▶ _Work to complete_
Tally the lines in the entries below that contain the word "manhole" and reply with the number only.

□ □ □ □

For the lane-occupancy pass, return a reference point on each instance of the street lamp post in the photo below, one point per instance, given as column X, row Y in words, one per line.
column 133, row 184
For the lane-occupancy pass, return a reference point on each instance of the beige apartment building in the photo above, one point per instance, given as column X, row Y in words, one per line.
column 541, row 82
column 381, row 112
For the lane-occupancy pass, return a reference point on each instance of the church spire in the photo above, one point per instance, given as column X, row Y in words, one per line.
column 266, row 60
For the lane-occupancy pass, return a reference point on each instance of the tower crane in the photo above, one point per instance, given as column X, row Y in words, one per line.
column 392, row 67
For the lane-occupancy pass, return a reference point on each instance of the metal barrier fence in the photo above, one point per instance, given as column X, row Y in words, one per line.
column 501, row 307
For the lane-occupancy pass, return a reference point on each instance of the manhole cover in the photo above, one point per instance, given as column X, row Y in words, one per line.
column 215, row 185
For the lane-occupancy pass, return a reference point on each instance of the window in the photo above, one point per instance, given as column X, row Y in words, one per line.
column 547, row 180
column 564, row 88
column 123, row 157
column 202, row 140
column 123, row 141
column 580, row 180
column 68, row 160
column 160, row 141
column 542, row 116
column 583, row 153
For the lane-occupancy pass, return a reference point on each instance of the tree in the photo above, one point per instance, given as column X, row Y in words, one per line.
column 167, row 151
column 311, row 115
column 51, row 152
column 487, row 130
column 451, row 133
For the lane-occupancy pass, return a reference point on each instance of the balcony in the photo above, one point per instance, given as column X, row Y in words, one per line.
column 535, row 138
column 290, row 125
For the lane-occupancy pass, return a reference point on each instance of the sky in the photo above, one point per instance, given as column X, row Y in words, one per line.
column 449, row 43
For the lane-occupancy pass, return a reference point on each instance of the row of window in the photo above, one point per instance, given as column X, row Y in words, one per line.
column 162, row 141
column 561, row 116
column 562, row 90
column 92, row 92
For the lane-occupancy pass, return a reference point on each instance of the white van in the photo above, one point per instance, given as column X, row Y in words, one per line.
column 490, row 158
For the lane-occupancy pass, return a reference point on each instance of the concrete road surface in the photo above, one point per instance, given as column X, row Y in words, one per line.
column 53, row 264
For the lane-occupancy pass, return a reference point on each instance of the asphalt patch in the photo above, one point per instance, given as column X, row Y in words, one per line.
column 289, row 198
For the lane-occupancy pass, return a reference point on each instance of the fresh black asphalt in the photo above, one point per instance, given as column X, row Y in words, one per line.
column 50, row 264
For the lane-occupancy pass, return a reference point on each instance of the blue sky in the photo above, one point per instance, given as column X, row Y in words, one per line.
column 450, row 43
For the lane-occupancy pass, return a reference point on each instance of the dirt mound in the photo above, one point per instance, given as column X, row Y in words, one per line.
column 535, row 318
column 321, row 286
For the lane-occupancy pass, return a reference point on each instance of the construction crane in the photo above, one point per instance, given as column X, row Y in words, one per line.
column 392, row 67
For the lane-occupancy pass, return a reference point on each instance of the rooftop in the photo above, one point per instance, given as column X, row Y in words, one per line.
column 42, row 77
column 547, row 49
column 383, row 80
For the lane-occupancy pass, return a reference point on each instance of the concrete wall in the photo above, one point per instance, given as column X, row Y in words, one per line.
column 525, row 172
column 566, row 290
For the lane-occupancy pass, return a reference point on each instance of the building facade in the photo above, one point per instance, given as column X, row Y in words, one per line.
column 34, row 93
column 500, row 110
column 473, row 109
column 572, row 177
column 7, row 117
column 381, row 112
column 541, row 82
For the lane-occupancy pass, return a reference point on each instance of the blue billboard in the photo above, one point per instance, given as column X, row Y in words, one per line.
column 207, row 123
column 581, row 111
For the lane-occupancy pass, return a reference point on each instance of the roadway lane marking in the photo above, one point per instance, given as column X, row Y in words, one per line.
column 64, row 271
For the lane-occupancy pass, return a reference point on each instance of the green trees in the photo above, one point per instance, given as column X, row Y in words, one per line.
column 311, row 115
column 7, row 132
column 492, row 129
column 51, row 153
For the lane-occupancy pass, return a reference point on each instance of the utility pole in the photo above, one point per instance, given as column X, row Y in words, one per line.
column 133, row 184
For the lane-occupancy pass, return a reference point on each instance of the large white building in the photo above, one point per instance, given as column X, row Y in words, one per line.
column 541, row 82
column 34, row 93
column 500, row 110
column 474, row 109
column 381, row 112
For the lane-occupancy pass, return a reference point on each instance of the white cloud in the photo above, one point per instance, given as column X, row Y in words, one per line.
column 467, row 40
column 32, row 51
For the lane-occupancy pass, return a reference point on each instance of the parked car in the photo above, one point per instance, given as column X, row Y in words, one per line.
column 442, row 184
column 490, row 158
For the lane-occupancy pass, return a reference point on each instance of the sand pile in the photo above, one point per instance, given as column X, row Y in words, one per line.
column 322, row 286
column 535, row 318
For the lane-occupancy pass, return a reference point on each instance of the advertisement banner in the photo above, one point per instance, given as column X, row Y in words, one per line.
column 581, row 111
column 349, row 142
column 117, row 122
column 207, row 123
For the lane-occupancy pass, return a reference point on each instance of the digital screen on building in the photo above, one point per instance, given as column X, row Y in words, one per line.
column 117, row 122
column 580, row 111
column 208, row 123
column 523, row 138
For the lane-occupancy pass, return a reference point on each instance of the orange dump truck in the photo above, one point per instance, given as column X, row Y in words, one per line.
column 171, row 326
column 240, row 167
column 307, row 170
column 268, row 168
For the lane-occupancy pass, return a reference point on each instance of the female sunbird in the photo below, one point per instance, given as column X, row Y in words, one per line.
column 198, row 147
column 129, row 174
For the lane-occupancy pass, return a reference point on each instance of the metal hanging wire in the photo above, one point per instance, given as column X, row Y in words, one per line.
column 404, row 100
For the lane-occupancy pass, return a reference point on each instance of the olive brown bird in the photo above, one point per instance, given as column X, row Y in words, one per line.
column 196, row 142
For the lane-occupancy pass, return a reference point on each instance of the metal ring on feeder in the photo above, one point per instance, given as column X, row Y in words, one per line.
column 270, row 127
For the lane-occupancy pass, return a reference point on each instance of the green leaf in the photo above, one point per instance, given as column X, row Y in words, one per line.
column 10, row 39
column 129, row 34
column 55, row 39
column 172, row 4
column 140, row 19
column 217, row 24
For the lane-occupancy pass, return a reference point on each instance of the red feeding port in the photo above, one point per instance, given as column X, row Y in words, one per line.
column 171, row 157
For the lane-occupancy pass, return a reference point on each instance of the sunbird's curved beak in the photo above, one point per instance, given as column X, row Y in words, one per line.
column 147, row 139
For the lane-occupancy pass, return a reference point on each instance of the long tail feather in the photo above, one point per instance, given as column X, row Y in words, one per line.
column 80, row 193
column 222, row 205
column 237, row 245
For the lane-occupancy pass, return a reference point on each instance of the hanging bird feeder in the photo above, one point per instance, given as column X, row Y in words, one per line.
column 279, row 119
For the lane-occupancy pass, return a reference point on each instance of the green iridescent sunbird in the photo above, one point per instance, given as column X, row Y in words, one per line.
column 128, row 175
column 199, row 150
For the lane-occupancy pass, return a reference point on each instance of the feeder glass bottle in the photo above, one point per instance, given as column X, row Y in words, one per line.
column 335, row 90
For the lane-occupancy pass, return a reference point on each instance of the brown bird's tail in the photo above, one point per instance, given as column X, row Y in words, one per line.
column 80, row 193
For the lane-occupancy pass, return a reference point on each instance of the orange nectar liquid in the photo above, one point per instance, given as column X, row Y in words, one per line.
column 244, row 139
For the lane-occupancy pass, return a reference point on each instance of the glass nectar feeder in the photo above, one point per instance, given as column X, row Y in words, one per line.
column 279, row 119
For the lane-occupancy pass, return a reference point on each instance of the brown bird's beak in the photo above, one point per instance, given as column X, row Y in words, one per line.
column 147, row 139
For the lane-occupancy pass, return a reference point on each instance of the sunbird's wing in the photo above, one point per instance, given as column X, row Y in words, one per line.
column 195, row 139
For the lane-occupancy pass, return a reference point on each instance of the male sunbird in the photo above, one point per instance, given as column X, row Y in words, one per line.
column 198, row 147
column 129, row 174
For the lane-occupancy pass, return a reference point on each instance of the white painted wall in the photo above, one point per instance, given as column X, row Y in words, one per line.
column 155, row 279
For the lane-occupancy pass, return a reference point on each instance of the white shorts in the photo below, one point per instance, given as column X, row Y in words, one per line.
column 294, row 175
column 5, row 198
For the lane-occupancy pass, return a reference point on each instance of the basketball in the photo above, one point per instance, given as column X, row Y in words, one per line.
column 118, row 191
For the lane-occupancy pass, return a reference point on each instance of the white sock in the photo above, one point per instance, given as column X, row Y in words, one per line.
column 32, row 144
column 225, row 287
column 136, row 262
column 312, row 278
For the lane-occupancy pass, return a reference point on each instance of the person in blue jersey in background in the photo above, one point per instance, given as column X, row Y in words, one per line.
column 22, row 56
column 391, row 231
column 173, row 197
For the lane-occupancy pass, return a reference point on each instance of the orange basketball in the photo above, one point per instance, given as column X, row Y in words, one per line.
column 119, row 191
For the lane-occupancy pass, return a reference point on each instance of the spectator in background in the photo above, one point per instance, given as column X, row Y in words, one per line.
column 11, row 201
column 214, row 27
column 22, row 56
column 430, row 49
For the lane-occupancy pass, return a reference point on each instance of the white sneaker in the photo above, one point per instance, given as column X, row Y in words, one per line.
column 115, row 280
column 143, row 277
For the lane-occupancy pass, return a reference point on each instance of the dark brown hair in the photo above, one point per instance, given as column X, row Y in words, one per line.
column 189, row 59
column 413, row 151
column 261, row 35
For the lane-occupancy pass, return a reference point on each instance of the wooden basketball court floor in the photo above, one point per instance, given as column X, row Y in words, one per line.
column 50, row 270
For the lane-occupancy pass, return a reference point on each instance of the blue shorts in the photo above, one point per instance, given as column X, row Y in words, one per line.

□ □ □ □

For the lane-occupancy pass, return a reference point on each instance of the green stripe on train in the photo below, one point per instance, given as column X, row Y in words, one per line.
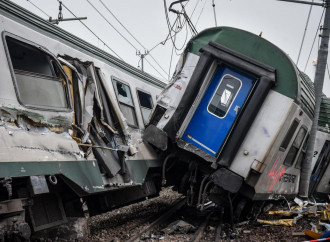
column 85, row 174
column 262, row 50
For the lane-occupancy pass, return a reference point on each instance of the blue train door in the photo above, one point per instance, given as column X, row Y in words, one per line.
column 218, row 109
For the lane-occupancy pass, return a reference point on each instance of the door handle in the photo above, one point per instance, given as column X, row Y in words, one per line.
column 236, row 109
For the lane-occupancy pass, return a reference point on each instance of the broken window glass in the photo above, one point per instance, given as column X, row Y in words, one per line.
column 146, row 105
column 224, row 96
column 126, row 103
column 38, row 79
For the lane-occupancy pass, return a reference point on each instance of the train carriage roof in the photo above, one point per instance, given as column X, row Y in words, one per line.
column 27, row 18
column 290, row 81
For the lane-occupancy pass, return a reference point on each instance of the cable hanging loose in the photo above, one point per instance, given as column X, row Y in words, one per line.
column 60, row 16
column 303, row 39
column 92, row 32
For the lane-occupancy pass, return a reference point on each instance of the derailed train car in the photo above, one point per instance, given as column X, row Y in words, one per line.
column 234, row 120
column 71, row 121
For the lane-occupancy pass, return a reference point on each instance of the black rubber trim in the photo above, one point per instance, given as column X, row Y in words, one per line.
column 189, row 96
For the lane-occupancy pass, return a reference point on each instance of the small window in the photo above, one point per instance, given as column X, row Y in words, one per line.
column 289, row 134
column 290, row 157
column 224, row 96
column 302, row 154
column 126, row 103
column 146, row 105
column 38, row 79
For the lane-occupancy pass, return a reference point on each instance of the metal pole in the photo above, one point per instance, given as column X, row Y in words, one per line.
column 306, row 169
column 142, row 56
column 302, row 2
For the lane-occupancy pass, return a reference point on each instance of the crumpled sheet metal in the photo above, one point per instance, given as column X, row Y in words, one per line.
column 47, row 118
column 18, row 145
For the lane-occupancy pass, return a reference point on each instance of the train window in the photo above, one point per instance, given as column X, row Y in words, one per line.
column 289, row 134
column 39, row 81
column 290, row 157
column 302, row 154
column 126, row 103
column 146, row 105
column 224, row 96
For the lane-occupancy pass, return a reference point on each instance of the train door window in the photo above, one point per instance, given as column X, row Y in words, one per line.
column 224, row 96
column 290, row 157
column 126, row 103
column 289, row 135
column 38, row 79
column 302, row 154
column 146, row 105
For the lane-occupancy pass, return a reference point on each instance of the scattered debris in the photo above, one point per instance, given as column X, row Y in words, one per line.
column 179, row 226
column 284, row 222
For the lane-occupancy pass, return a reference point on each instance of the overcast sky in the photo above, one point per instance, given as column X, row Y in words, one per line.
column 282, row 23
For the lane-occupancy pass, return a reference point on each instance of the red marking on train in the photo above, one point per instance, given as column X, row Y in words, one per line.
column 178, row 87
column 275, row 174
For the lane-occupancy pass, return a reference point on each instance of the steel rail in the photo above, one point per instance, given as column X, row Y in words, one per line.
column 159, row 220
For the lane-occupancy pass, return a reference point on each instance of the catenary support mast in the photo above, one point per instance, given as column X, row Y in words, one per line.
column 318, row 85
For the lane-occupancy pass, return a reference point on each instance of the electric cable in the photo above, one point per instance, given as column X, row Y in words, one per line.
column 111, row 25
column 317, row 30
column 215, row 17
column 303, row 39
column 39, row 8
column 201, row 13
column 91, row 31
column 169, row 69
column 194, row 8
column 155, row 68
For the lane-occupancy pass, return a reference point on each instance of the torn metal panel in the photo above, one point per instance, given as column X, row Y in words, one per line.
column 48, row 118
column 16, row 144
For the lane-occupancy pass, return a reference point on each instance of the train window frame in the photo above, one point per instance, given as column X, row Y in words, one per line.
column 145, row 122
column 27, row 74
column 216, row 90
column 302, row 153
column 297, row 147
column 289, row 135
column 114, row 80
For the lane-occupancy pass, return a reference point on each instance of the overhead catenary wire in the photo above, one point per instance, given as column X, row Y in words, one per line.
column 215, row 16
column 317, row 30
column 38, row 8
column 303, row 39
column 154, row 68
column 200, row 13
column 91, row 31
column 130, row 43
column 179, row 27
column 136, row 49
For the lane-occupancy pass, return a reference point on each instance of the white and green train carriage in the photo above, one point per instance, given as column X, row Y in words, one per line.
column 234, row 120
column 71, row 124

□ □ □ □

▶ _In response_
1